> _Request_: Copy every one of the records below word for word and line for line, changing nothing.

> _Records for this exercise_:

***

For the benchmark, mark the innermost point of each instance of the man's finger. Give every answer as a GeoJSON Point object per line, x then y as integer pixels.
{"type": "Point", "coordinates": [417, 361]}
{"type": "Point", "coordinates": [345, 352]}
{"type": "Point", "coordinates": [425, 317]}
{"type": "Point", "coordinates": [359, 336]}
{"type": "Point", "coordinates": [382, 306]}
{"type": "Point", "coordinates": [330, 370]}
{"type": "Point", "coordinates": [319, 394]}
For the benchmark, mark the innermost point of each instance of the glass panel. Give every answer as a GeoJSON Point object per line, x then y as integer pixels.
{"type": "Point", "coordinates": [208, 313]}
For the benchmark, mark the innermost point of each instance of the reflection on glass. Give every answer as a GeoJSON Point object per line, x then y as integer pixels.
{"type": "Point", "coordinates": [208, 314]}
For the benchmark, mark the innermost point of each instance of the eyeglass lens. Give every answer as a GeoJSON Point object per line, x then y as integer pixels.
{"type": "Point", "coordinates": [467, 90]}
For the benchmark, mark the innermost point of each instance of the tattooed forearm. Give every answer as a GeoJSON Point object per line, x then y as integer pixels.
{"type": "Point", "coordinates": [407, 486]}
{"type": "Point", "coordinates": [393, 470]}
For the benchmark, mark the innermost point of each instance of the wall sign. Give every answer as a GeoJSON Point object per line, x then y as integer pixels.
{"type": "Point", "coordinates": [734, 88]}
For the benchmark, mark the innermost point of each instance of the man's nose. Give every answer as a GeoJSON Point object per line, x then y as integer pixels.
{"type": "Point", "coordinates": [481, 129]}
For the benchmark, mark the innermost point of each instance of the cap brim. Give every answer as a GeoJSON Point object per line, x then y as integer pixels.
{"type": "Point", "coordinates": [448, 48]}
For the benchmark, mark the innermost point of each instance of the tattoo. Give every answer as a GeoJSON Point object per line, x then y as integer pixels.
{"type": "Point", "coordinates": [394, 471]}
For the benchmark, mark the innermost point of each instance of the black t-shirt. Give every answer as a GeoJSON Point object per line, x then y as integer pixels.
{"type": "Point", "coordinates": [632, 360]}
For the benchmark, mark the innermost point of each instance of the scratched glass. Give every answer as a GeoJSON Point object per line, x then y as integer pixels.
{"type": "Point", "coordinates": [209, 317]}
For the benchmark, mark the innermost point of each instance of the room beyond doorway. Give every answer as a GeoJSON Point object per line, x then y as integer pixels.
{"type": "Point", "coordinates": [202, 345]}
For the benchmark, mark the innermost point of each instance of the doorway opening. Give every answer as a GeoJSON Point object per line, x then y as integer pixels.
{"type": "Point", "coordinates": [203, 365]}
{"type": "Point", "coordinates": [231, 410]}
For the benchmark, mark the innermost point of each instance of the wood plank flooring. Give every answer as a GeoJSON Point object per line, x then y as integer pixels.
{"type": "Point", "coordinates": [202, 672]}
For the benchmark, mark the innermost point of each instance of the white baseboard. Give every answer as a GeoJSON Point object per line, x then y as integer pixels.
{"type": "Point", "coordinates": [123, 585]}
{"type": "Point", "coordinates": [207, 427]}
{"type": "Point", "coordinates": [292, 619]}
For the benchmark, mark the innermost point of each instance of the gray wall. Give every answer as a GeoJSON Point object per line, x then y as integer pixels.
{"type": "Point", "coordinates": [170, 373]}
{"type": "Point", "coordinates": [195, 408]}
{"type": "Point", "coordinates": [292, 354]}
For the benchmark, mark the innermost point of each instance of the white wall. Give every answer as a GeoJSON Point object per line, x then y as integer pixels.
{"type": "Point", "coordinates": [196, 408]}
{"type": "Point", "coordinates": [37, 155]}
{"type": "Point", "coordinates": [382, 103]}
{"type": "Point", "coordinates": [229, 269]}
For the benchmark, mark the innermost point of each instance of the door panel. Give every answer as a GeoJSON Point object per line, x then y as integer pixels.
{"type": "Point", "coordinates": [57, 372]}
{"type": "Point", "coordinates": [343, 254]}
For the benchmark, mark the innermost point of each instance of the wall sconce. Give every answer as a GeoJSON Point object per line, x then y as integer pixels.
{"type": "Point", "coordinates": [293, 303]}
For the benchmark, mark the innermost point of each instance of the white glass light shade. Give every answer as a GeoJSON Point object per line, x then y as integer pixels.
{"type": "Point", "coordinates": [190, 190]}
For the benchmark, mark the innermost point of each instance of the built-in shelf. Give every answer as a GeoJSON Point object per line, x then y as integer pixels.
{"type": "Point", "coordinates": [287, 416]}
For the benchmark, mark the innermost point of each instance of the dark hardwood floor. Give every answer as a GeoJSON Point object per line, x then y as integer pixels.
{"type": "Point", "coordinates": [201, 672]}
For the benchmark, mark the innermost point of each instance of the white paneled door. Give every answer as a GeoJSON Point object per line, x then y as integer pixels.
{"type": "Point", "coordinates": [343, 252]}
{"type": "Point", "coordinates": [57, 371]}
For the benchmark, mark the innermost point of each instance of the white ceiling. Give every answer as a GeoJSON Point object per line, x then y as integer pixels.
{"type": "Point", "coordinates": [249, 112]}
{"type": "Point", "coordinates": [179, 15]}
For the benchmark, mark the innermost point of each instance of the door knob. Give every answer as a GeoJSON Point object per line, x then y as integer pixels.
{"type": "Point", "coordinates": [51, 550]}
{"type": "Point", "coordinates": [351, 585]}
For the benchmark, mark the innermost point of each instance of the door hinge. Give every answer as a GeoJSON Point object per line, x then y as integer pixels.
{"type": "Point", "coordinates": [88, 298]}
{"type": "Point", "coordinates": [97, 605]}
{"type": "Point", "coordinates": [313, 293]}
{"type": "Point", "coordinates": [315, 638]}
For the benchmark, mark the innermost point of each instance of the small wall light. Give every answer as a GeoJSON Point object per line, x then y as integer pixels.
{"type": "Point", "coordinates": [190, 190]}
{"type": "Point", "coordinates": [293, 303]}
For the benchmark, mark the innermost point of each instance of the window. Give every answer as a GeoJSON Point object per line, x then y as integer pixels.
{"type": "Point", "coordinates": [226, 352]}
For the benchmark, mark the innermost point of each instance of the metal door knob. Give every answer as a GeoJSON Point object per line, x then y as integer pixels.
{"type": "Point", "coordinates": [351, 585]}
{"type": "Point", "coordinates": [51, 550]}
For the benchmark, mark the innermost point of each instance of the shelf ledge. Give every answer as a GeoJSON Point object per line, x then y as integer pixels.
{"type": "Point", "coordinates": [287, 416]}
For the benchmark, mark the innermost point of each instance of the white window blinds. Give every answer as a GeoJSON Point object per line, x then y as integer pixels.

***

> _Written answer_:
For the benchmark, mark the innermost point of each instance of the man's finger. Give every answer as a GeoJSON Point object per line, x then y as integer pixels.
{"type": "Point", "coordinates": [417, 361]}
{"type": "Point", "coordinates": [345, 352]}
{"type": "Point", "coordinates": [425, 317]}
{"type": "Point", "coordinates": [359, 336]}
{"type": "Point", "coordinates": [382, 306]}
{"type": "Point", "coordinates": [330, 370]}
{"type": "Point", "coordinates": [319, 394]}
For the benchmark, mark the innermost point of each instance of the glass panel. Give every answer as a GeoJSON Point object per line, x then y as integer pixels.
{"type": "Point", "coordinates": [208, 313]}
For the benchmark, mark the innermost point of each instance of the reflection on glass. Give every answer as a GeoJSON Point object per line, x then y as integer pixels.
{"type": "Point", "coordinates": [208, 314]}
For the benchmark, mark the innermost point of each instance of the eyeglass lens. Give every answer as a GeoJSON Point object per line, x then y as integer pixels.
{"type": "Point", "coordinates": [467, 90]}
For the benchmark, mark the innermost point of each instance of the tattooed forearm. Give every answer as a GeoJSON Point object per line, x then y as integer pixels.
{"type": "Point", "coordinates": [407, 486]}
{"type": "Point", "coordinates": [393, 470]}
For the benchmark, mark the innermost point of each instance of the wall sign. Give every answer as a GeoJSON Point object per line, x then y as integer pixels.
{"type": "Point", "coordinates": [734, 88]}
For the benchmark, mark the innermost point of each instance of the man's nose. Give every answer as a GeoJSON Point object per line, x then y as integer pixels.
{"type": "Point", "coordinates": [481, 129]}
For the benchmark, mark the innermost point of each instance of the cap brim. Give every answer as a GeoJSON Point object per line, x then y as integer pixels.
{"type": "Point", "coordinates": [448, 48]}
For the benchmark, mark the innermost point of each instance of the tattoo. Give every answer as a GeoJSON Point object per line, x then y as integer pixels.
{"type": "Point", "coordinates": [394, 471]}
For the benchmark, mark the innermost point of each instance of the black t-shirt. Give every answer as a GeoJSON Point object per line, x then y as integer pixels.
{"type": "Point", "coordinates": [632, 360]}
For the benchmark, mark the innermost point of each instance of the scratched glass. Give every answer as a GeoJSON Point object per line, x then y as integer pixels.
{"type": "Point", "coordinates": [209, 317]}
For the benchmark, mark the innermost point of each instance of the room beyond doorway. Give every answer as a GeoJSON Point object per line, x then y as integer pixels.
{"type": "Point", "coordinates": [202, 345]}
For the benchmark, mark the innermost point of each instance of the doorway opening. Give every answer as a GeoJSON Point object per line, x then y as integer pixels.
{"type": "Point", "coordinates": [203, 365]}
{"type": "Point", "coordinates": [231, 410]}
For the benchmark, mark the innermost point of each instance of the wood plank flooring. Give every answer as a GeoJSON Point object per line, x then y as integer pixels.
{"type": "Point", "coordinates": [202, 672]}
For the benchmark, mark the innermost point of each instance of the white baseboard. Give every answer as a GeoJSON Point object per line, x then y as integer pixels.
{"type": "Point", "coordinates": [123, 585]}
{"type": "Point", "coordinates": [207, 427]}
{"type": "Point", "coordinates": [292, 619]}
For the benchmark, mark the innermost point of each instance of the gray wall. Give every answer as a GeoJSON Point object per line, x then y as integer pixels.
{"type": "Point", "coordinates": [170, 373]}
{"type": "Point", "coordinates": [195, 408]}
{"type": "Point", "coordinates": [292, 354]}
For the benchmark, mark the innermost point of each instance of the white wall. Give every answer as a GeoJSON Point object per line, x then y as integer pixels.
{"type": "Point", "coordinates": [196, 408]}
{"type": "Point", "coordinates": [37, 155]}
{"type": "Point", "coordinates": [382, 103]}
{"type": "Point", "coordinates": [229, 269]}
For the benchmark, mark the innermost point of each instance of the door panel. Give every answer as a GeoJSON Point object per line, x then y as integer pixels.
{"type": "Point", "coordinates": [57, 372]}
{"type": "Point", "coordinates": [343, 254]}
For the benchmark, mark the innermost point of each instance of the wall sconce. Give every answer as a GeoJSON Point object per line, x then y as integer pixels.
{"type": "Point", "coordinates": [293, 303]}
For the benchmark, mark the innermost point of each instance of the white glass light shade. Give every answer as a GeoJSON Point object per line, x then y as integer pixels.
{"type": "Point", "coordinates": [190, 190]}
For the benchmark, mark the innermost point of each instance of the built-in shelf. Give every answer as a GeoJSON Point object per line, x then y as integer pixels.
{"type": "Point", "coordinates": [287, 416]}
For the benchmark, mark the innermost point of each instance of the dark hardwood floor. Give every answer as a GeoJSON Point object per line, x then y as integer pixels.
{"type": "Point", "coordinates": [201, 672]}
For the benchmark, mark the innermost point of each instance of the white paneled door. Give every answer as a GeoJSON Point object per line, x then y as integer pixels.
{"type": "Point", "coordinates": [343, 252]}
{"type": "Point", "coordinates": [57, 371]}
For the benchmark, mark the innermost point of each instance of the white ceiling. Give every answer as a GeoJSON Point object per line, x then y as integer pixels.
{"type": "Point", "coordinates": [249, 112]}
{"type": "Point", "coordinates": [179, 15]}
For the benchmark, mark the innermost point of each instance of the door knob. Give every answer as a GeoJSON Point object per line, x then y as integer pixels.
{"type": "Point", "coordinates": [51, 550]}
{"type": "Point", "coordinates": [351, 585]}
For the benchmark, mark the innermost point of each instance of the door hinge. Give every answer as a GeoJSON Point object per line, x then y as integer pixels.
{"type": "Point", "coordinates": [88, 298]}
{"type": "Point", "coordinates": [97, 605]}
{"type": "Point", "coordinates": [313, 293]}
{"type": "Point", "coordinates": [315, 638]}
For the benchmark, mark the innermost point of each instance of the small wall light. Give every answer as a GeoJSON Point object per line, x then y as integer pixels.
{"type": "Point", "coordinates": [190, 190]}
{"type": "Point", "coordinates": [293, 303]}
For the benchmark, mark the innermost point of each instance of the window. Give every answer as a GeoJSON Point object per line, x then y as integer pixels.
{"type": "Point", "coordinates": [226, 352]}
For the benchmark, mark the innermost point of each instance of the metal door knob. Give every answer as a GeoJSON Point object per line, x then y as integer pixels.
{"type": "Point", "coordinates": [351, 585]}
{"type": "Point", "coordinates": [51, 550]}
For the benchmark, mark the innermost point of each instance of the shelf ledge. Give every answer as a GeoJSON Point object per line, x then y as integer pixels.
{"type": "Point", "coordinates": [287, 416]}
For the benchmark, mark the innermost point of each instance of the white window blinds. Give every answer as a GeoJSON Point object per line, x then y as integer pixels.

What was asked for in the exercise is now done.